▶ **The task**
Render the lines of the rows, from the first line through the line containing "0, 157, 15, 213" inclusive, as a Markdown table with columns No. and Content, omitting blank lines.

▶ **Extracted information**

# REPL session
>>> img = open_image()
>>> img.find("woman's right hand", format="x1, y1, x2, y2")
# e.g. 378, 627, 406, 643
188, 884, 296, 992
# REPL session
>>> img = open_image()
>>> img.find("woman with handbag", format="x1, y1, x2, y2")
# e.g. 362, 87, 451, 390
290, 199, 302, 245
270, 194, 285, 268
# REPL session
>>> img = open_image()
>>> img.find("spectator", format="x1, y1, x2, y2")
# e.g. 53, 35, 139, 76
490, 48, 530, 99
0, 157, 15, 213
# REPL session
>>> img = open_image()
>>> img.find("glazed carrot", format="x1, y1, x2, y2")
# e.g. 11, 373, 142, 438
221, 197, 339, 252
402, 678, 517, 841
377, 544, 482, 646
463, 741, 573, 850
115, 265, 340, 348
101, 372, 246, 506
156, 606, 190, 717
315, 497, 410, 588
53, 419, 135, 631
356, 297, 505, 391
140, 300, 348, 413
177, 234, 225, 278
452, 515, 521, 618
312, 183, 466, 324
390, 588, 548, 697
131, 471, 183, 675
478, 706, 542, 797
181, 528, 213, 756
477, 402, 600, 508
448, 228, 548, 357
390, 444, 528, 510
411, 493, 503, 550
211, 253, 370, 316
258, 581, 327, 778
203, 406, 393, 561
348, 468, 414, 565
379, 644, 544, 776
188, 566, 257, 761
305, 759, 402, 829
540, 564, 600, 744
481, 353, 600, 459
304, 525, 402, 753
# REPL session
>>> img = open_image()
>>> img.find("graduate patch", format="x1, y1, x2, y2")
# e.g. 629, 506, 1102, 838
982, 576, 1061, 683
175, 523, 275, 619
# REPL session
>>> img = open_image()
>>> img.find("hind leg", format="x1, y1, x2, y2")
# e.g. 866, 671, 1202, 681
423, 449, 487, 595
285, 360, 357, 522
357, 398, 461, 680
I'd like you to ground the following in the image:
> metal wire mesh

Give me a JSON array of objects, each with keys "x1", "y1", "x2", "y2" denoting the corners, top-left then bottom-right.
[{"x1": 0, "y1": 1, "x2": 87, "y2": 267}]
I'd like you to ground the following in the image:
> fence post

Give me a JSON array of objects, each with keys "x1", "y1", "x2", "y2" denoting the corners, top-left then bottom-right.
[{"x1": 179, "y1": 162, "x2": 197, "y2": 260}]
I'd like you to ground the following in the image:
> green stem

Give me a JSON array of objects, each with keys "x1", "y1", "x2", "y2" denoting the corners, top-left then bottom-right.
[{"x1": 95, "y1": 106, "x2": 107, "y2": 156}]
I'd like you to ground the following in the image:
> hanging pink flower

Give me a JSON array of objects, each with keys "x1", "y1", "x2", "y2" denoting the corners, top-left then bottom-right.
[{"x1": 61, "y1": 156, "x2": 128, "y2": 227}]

▶ **Task solution**
| No. | Content |
|---|---|
| 1 | # REPL session |
| 2 | >>> img = open_image() |
| 3 | >>> img.find("woman's right hand", format="x1, y1, x2, y2") |
| 4 | # e.g. 378, 627, 406, 643 |
| 5 | 188, 884, 296, 992 |
| 6 | # REPL session |
| 7 | >>> img = open_image() |
| 8 | >>> img.find("woman with handbag", format="x1, y1, x2, y2") |
| 9 | # e.g. 362, 87, 451, 390 |
| 10 | 290, 199, 302, 245 |
| 11 | 270, 194, 285, 268 |
| 12 | # REPL session |
| 13 | >>> img = open_image() |
| 14 | >>> img.find("spectator", format="x1, y1, x2, y2") |
| 15 | # e.g. 53, 35, 139, 76 |
| 16 | 490, 48, 530, 99 |
| 17 | 0, 157, 15, 213 |